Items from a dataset
———

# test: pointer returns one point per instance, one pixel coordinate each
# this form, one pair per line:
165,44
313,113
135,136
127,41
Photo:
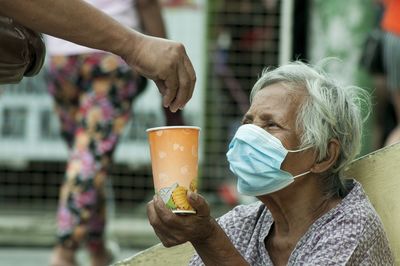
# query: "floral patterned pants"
93,95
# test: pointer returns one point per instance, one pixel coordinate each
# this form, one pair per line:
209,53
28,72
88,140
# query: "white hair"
330,111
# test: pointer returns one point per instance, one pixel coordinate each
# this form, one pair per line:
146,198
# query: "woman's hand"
165,62
207,237
173,229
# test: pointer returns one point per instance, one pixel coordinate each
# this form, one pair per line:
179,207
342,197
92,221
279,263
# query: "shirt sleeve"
233,223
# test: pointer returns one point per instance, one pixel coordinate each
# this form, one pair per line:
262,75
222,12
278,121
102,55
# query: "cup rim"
171,127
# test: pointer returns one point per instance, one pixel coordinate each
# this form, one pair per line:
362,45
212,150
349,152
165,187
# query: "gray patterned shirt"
349,234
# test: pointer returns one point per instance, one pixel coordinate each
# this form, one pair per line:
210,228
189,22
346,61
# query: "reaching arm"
151,17
166,62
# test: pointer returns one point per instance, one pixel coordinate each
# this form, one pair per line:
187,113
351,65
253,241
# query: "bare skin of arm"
163,61
207,237
151,18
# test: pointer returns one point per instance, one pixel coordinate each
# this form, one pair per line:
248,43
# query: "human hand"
173,229
167,63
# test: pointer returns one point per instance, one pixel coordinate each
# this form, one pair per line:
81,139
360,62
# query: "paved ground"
40,256
27,235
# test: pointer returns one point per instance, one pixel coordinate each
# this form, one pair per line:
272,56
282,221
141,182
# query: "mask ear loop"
303,174
299,150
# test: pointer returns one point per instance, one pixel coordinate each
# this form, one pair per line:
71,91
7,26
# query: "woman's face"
275,109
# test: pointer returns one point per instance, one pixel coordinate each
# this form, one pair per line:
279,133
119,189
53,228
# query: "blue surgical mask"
255,157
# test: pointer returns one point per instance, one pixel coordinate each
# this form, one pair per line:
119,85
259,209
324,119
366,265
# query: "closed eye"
247,119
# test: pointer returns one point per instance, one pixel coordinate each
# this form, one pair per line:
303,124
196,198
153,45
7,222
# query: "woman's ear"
330,159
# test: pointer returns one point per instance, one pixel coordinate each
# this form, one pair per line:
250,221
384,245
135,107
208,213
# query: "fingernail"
193,196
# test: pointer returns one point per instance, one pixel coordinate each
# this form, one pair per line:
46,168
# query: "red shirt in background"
391,17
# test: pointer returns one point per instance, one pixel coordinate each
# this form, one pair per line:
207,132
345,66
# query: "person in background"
93,93
163,61
301,131
391,60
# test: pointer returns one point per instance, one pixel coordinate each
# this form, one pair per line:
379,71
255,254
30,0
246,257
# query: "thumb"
199,204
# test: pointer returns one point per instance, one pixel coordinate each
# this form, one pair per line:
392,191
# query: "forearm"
151,17
73,20
218,250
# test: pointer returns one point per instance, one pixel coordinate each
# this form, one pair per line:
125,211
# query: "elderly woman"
301,131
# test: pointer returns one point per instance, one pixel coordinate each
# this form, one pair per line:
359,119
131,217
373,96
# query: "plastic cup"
174,161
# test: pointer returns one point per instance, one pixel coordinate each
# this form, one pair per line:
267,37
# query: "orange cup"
174,161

———

What to work on :: Copy out every entry above word for word; omit the images.

Expected answer ::
# test: pointer returns one point per instance, one pixel coordinate each
# this form, one pair per line:
165,44
313,113
135,136
127,41
Photo:
# query: "floral patterned pants"
93,95
# test: pointer returns one point per instance, one pixel coordinate each
# this form, one pair per line:
209,53
28,72
88,140
# query: "white hair"
330,111
# test: pointer returns one point per instance, one pixel coordinate each
# this form, one pair per line:
146,198
# query: "woman's hand"
165,62
207,237
173,229
# test: pointer returns one point per instance, one pixel coordinate each
# this form, one pair per line:
179,207
342,197
92,221
279,263
# query: "shirt sleeve"
233,223
# test: pointer returns one point per instance, one pixel coordinate each
# this form, one pair per line:
262,75
222,12
278,121
102,55
# query: "cup rim"
171,127
# test: pointer returns one point per instance, one pixel coordinate each
# this form, one pair per line:
362,45
212,150
349,152
165,187
# query: "gray patterned shirt"
349,234
# test: pointer returns one point per instance, one pixel coordinate each
# this form, one pair per line:
210,228
189,22
346,61
# query: "reaching arm"
151,17
166,62
# test: pointer returns one point per instance, one pixel coordinate each
# this form, one pair per line:
187,113
351,65
253,241
# query: "bare skin of arm"
163,61
207,237
151,18
# test: pointer returns one point per instance, one pixel coordinate each
# this form, one pair per line:
248,43
# query: "human hand"
173,229
167,63
# test: pointer returns one point per instance, one pixel coordinate each
# this form, one pair per line:
81,139
360,62
# query: "paved ground"
40,256
27,235
# test: pointer returns one point per instance, one pixel coordinate each
# this form, one pair per line:
272,56
282,221
141,182
# query: "mask ear loop"
303,174
299,150
# test: pointer returns one point per instance, one pixel coordinate each
# this form, one pair per line:
71,91
7,26
# query: "woman's face"
275,109
# test: pointer returns one point per instance, one pixel coordinate each
# this form, one pair per line:
279,133
119,189
53,228
# query: "blue surgical mask"
255,157
# test: pointer returns one point per instance, one pixel coordinate each
# this form, one pair per line:
119,85
259,209
324,119
366,265
# query: "closed eye"
247,119
# test: pointer returns one point per instance, one pixel coordinate each
# this form, one pair per line:
303,124
196,198
153,45
7,222
# query: "woman's ear"
330,159
# test: pointer returns one point per instance, one pixel coordinate each
# this form, one pair per line:
250,221
384,245
135,107
208,213
# query: "fingernail"
193,196
# test: pointer returns one point per instance, one pixel coordinate each
# this form, one pair per line:
46,168
# query: "red shirt in background"
391,17
# test: pointer returns one point per instance, one pixel coordinate each
# this form, one pair per line:
207,132
345,66
# query: "person in background"
93,93
163,61
301,131
391,60
# test: pointer returns one point per instance, one pixel coordinate each
# this form, one pair per line:
379,71
255,254
30,0
246,257
# query: "thumb"
199,204
# test: pointer returns one point per instance, one pixel coordinate each
# this form, one pair per line:
392,191
# query: "forearm"
151,17
73,20
218,250
# test: pointer returns one point per instance, one pixel coordinate each
# this form, one pair per line:
125,211
# query: "elderly woman"
301,131
# test: pointer returns one point per instance, one pixel coordinate each
# this form, one pair per line:
359,119
131,217
373,96
# query: "plastic cup"
174,161
# test: pointer returns one point per instance, one pixel coordinate each
# this form, one pair per line:
267,37
# query: "orange cup"
174,161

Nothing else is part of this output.